Your goal: Lay out the data from the line that has "(format x=444, y=276)" through the line that has "x=433, y=260" as a two-column CSV with the header row input,output. Give one row for each input and its answer, with each field in double quotes and line breaks replaced by spaces.

• • •

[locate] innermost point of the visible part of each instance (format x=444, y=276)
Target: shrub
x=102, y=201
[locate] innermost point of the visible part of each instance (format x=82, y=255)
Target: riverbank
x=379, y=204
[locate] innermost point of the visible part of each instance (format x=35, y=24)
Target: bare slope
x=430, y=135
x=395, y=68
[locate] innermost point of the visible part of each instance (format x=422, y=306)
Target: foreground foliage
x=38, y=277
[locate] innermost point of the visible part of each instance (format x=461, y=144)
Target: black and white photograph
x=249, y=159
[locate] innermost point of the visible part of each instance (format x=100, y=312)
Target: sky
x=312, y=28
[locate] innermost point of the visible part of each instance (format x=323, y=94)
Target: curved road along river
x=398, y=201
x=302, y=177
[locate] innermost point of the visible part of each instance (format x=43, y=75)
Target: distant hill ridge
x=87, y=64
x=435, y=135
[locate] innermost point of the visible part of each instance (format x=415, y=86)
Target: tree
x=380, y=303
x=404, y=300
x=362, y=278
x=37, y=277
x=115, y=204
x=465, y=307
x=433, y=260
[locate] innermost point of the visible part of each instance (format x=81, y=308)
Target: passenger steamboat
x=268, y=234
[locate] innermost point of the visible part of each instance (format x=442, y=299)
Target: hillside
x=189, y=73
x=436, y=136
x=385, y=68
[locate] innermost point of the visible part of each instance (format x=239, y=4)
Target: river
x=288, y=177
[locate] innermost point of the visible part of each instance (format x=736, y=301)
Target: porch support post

• • •

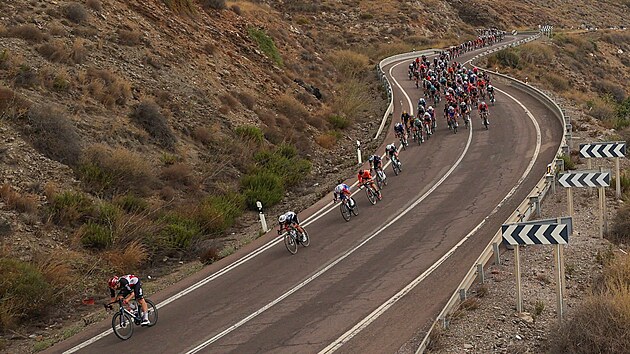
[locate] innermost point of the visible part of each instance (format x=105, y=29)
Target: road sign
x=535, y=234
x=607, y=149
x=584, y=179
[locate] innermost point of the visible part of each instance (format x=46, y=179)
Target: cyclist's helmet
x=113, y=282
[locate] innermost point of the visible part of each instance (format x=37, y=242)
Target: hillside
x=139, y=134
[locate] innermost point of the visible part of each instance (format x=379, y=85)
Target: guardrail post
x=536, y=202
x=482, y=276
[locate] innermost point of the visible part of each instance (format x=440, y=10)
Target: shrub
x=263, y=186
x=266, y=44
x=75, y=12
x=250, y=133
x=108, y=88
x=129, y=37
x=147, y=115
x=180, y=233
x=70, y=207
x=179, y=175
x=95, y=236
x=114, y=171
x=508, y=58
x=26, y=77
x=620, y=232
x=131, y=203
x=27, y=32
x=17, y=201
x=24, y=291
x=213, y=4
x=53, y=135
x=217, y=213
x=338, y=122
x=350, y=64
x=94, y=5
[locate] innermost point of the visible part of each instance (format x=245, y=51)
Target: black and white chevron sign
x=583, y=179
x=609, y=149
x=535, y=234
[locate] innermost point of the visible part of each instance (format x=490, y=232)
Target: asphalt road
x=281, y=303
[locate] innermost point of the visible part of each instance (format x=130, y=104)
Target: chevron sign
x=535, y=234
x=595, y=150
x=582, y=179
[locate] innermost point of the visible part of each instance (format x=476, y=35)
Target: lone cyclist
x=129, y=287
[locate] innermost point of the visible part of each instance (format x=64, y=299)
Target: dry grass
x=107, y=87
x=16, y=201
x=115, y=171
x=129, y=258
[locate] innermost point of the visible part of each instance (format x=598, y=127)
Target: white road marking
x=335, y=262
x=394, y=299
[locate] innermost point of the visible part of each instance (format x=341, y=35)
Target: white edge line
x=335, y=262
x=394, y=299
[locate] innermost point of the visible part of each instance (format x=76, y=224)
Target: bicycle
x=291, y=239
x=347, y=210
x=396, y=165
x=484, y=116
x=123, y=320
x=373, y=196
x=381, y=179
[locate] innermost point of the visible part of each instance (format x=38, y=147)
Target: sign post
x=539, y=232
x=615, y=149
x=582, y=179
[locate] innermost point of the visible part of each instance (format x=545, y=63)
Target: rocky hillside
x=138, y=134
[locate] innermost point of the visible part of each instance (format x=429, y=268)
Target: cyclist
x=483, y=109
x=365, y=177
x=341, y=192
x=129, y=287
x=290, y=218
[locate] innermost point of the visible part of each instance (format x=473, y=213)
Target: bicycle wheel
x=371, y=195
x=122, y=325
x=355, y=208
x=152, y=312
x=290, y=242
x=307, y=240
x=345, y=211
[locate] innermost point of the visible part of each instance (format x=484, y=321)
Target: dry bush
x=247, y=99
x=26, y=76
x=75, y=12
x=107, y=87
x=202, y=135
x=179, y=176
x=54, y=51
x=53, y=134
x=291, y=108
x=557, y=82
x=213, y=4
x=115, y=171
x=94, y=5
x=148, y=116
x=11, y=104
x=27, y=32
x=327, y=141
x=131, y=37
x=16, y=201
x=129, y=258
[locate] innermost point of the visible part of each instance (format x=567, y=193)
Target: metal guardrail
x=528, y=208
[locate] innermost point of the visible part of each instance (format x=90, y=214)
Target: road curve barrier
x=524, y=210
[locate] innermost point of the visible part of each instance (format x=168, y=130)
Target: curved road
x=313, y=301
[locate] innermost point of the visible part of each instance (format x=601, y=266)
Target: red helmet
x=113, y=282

• • •

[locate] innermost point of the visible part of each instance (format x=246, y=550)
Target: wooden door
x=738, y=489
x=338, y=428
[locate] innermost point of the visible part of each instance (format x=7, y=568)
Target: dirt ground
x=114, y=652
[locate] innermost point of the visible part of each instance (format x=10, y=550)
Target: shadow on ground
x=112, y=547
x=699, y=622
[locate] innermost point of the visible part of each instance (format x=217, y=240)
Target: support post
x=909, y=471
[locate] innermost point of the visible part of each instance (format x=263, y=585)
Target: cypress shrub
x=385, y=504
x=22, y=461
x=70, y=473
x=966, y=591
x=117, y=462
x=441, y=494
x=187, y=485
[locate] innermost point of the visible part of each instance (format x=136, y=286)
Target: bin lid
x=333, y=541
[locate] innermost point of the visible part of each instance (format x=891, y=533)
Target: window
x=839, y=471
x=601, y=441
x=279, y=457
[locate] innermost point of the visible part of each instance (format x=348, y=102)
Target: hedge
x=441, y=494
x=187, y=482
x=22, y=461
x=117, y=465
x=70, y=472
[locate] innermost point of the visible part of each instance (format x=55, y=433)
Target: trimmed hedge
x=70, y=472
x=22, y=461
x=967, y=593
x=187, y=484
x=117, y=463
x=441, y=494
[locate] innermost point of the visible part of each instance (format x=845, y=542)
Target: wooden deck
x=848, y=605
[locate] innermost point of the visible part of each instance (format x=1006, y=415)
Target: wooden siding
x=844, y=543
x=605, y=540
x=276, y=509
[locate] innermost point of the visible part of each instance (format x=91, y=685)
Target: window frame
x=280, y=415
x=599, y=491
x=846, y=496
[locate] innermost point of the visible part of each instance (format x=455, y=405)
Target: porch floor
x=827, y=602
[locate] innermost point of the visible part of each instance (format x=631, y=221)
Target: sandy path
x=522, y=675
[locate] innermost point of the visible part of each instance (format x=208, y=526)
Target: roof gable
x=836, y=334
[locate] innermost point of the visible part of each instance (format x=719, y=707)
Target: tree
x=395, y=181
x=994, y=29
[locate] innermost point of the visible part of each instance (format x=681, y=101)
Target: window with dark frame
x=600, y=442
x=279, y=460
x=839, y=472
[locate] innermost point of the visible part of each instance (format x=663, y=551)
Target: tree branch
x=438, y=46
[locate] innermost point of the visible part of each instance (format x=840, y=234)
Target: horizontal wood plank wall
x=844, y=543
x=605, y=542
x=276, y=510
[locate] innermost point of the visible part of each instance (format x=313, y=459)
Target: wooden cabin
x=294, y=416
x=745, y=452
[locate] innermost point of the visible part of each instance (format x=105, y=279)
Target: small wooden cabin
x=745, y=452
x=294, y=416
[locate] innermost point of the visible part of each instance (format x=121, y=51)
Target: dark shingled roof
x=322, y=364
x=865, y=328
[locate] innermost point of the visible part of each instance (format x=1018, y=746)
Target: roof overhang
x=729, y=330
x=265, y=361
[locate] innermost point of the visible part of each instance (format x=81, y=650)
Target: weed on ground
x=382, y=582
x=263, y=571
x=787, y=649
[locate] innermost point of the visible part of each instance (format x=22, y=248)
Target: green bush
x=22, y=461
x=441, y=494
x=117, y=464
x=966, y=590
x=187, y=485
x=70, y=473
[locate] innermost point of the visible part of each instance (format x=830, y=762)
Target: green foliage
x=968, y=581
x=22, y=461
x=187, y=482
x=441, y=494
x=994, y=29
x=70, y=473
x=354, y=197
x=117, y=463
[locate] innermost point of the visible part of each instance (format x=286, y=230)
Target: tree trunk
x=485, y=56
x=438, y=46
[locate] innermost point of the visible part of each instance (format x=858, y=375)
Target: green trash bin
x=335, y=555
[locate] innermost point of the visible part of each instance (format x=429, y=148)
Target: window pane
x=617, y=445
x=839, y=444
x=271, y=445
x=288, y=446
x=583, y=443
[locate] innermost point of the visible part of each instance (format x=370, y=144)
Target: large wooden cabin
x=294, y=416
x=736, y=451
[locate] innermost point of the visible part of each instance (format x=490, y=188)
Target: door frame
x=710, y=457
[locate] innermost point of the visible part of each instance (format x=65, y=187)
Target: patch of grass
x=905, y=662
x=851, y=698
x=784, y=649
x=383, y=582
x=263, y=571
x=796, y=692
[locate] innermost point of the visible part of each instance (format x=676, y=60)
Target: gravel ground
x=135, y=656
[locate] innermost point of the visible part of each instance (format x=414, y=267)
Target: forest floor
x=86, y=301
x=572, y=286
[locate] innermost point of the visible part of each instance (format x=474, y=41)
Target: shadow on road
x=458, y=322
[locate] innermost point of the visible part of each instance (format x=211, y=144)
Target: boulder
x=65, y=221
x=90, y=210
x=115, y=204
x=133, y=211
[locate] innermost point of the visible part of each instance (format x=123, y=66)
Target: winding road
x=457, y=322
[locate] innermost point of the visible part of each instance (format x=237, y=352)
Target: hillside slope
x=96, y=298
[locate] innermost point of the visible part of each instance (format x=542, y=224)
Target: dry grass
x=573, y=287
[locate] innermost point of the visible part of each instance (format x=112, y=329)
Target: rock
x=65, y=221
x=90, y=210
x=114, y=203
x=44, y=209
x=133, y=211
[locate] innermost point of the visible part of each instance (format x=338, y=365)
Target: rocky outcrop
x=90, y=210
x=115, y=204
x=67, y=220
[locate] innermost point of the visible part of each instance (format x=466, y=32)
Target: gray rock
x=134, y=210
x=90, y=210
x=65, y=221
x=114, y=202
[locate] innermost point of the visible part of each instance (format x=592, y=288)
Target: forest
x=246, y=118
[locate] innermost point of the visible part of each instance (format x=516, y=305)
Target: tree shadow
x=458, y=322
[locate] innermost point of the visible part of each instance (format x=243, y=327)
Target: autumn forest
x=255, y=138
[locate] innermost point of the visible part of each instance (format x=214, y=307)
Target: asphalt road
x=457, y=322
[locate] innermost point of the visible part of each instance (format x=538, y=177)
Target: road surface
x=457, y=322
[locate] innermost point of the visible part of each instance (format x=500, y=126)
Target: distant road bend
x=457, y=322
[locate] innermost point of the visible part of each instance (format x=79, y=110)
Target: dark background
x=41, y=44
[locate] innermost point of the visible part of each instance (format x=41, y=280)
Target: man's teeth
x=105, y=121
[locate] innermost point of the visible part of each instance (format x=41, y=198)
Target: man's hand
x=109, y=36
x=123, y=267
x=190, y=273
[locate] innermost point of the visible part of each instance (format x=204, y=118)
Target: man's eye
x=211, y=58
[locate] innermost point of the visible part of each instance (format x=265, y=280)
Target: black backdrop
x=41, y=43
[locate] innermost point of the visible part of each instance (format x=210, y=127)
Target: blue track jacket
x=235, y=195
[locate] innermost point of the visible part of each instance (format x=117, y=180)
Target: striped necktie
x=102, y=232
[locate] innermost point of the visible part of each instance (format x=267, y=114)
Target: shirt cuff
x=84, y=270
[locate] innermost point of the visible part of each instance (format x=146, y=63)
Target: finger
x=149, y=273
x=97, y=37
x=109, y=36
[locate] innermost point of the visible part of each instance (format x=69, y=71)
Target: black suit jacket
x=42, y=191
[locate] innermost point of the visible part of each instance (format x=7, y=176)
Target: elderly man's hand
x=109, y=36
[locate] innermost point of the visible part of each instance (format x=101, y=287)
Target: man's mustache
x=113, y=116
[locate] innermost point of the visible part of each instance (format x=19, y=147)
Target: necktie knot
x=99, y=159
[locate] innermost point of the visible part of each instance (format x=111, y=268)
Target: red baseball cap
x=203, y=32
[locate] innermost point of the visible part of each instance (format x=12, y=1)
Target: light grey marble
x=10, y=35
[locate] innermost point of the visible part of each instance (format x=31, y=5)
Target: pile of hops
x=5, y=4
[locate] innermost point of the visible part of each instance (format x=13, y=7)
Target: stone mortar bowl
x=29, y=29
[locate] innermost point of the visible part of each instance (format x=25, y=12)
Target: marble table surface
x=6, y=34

• • •

Result:
input,output
"[locate] innermost point of the visible part of each instance (format x=444, y=276) Target: shrub","x=102, y=201"
"[locate] innermost point of the visible part of each instance (format x=82, y=255) Target: riverbank","x=379, y=204"
"[locate] innermost point of the visible part of each instance (format x=35, y=24) Target: bare slope","x=430, y=135 x=395, y=68"
"[locate] innermost point of the visible part of each instance (format x=422, y=306) Target: foreground foliage","x=38, y=277"
"[locate] innermost point of the visible part of each instance (format x=461, y=144) Target: black and white photograph","x=249, y=159"
"[locate] innermost point of the visible part of each instance (format x=100, y=312) Target: sky","x=312, y=28"
"[locate] innermost point of the visible part of each instance (format x=323, y=94) Target: curved road along river","x=398, y=201 x=302, y=177"
"[locate] innermost point of the visible part of each instance (format x=43, y=75) Target: distant hill ridge","x=87, y=64 x=435, y=135"
"[locate] innermost point of the visible part of each instance (format x=415, y=86) Target: tree","x=380, y=303 x=404, y=300 x=362, y=278 x=37, y=277 x=115, y=204 x=465, y=307 x=433, y=260"